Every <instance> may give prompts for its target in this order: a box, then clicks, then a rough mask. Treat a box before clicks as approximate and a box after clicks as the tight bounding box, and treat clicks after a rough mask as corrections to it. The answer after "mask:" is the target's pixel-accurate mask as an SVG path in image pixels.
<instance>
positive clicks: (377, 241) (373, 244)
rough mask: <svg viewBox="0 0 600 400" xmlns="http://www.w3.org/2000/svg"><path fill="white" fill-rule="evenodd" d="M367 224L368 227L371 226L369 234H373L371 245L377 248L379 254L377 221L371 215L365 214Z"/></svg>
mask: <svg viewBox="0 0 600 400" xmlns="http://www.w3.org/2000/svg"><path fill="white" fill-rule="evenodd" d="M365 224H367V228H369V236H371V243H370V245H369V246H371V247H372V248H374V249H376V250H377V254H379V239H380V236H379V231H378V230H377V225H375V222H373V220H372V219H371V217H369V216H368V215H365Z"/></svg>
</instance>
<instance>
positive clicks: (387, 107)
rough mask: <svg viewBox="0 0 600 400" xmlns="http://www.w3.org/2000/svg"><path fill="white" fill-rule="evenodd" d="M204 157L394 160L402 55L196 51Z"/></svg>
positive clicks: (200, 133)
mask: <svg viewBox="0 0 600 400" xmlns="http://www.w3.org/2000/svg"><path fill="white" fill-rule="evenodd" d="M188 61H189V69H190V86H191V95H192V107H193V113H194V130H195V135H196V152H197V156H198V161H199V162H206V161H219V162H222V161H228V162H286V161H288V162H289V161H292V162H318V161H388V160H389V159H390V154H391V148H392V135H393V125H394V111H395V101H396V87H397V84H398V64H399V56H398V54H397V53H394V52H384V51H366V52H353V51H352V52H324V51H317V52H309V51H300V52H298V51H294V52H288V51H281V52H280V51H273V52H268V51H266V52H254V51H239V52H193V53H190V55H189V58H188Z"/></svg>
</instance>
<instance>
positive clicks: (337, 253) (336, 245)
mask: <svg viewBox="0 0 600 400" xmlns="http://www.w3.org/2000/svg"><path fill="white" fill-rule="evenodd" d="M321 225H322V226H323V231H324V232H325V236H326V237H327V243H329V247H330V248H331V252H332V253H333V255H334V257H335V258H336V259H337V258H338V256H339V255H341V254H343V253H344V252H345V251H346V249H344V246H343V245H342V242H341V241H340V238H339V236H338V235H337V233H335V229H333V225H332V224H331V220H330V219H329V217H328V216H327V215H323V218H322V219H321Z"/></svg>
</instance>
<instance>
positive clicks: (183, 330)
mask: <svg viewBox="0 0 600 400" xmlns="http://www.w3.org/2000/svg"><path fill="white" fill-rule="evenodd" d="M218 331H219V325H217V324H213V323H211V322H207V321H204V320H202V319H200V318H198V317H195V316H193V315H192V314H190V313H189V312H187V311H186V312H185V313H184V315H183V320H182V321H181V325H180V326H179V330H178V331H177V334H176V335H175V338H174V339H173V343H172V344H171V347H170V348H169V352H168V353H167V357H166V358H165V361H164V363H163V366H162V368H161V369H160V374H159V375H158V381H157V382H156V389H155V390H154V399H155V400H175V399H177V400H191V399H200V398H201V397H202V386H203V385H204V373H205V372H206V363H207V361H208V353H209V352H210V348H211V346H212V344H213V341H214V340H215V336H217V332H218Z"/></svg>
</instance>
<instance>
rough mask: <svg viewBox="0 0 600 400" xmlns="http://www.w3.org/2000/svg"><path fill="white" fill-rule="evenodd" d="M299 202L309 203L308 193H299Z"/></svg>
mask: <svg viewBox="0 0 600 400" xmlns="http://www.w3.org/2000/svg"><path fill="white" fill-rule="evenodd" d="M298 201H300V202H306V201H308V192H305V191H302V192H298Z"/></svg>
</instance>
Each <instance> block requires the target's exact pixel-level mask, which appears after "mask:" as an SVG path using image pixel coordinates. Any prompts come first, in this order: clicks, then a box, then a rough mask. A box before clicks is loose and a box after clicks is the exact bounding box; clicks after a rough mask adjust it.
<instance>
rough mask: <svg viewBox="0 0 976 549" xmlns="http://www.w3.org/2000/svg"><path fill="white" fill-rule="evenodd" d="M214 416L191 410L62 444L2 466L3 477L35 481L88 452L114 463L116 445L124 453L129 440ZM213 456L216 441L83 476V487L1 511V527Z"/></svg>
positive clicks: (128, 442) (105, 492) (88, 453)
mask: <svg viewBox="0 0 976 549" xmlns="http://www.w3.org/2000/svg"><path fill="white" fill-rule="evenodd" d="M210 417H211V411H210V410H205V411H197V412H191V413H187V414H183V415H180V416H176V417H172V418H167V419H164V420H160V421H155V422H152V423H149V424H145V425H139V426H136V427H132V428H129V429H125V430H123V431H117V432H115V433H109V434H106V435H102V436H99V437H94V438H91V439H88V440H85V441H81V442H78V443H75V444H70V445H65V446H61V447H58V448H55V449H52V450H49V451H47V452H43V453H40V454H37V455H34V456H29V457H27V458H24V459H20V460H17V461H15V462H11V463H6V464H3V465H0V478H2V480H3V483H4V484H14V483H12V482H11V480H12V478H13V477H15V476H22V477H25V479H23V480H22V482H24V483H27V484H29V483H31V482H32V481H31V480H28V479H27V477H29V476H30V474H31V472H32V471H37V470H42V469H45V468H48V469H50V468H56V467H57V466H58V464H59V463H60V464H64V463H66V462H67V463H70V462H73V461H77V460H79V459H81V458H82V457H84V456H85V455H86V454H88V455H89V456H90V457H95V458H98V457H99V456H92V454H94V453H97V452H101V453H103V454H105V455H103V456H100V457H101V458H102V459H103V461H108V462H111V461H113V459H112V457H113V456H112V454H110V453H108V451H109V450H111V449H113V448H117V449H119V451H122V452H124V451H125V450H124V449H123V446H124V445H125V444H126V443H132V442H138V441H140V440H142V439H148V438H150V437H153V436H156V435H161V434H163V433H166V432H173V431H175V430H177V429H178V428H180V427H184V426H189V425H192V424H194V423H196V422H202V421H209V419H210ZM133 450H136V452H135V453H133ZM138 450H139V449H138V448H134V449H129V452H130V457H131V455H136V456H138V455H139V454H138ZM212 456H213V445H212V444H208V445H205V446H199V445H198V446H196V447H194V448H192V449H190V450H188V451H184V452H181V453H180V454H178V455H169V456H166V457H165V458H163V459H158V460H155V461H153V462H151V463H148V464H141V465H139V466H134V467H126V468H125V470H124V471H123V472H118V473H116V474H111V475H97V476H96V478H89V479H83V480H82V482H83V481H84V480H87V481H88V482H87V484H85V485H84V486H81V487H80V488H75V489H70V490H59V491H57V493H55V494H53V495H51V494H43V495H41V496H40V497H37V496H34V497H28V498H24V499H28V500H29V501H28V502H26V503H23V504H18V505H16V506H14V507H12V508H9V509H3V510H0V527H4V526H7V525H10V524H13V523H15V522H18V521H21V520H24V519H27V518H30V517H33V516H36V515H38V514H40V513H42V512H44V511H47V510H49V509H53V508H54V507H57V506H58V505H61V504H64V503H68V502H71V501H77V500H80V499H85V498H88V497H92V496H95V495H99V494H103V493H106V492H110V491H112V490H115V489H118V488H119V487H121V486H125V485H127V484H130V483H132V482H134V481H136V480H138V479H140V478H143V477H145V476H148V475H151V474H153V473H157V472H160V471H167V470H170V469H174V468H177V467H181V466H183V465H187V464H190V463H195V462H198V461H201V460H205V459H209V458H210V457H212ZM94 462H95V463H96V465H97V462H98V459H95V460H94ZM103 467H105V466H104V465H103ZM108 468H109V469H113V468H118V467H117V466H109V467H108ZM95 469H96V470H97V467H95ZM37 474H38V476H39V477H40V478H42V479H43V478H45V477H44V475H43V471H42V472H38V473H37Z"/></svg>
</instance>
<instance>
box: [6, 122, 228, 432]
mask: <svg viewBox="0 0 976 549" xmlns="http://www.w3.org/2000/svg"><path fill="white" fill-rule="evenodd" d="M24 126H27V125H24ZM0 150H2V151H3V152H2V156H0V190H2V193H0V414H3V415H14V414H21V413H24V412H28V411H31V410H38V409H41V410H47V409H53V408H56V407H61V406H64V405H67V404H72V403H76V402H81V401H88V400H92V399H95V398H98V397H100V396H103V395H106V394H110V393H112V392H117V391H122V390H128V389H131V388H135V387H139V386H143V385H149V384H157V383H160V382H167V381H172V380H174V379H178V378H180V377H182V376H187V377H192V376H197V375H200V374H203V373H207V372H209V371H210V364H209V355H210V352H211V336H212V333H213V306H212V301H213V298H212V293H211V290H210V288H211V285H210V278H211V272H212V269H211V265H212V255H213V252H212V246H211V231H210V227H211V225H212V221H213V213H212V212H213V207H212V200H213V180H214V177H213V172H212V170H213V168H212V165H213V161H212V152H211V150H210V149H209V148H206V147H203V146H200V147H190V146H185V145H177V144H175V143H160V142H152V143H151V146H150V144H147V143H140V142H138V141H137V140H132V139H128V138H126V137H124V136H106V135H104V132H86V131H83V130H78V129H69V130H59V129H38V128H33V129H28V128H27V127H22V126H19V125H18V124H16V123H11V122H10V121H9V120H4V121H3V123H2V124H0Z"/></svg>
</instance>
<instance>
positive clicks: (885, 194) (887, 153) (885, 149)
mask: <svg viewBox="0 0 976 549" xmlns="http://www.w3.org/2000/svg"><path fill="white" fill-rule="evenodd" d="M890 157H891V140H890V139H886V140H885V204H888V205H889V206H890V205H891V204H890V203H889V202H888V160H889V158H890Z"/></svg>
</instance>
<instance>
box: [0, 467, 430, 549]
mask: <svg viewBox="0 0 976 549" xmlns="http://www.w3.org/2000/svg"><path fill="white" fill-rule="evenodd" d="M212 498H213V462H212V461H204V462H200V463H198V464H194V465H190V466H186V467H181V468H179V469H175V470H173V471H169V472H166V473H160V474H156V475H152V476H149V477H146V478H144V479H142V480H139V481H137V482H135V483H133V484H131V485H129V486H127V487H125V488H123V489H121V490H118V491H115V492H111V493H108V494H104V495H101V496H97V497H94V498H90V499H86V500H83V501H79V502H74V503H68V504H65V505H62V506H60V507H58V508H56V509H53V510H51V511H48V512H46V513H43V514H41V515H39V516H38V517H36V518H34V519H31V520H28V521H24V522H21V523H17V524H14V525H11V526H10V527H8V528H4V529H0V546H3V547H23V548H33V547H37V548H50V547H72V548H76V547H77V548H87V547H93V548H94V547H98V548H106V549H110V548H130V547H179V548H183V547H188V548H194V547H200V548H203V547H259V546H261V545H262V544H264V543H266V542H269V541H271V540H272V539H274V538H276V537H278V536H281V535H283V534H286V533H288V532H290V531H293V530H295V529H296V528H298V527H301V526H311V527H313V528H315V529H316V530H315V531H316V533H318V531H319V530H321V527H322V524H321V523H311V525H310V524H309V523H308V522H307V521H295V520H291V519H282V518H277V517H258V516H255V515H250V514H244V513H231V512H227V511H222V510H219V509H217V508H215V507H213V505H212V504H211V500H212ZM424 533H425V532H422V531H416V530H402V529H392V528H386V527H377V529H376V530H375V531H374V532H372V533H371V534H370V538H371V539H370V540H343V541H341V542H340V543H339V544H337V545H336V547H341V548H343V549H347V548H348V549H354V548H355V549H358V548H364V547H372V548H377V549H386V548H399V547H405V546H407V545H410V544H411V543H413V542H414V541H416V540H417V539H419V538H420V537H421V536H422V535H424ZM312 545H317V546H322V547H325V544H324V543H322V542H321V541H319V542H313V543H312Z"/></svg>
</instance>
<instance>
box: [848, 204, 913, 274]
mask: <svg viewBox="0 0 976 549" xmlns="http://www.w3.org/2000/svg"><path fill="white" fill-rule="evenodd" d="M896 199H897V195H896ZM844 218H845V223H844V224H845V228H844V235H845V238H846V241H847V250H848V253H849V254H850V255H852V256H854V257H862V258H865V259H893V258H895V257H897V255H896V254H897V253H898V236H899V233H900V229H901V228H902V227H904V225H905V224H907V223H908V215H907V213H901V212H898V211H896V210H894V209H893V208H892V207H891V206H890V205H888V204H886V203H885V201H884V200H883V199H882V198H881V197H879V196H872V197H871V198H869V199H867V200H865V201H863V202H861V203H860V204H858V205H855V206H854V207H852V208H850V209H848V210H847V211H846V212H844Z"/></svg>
- - - - -
■ **Problem**
Go through the material above and return each line that holds the word "bounding".

■ **Answer section**
Every <instance> may give prompts for its target in this order: a box, then clicks, then a rough mask. Treat a box before clicks as approximate and a box after clicks as the tight bounding box, and treat clicks after a rough mask as corrections to it. The answer after "mask:" is the target's pixel-accurate mask as an SVG path in image pixels.
Each <instance> block requires the target's exact pixel-level mask, which appears after "mask:" as an SVG path using image pixel coordinates. Any prompts come first, in this order: clicks, then a box, then a rough mask. A box before clicks is loose and a box after clicks is the exact bounding box; clicks after a rough mask adjust it.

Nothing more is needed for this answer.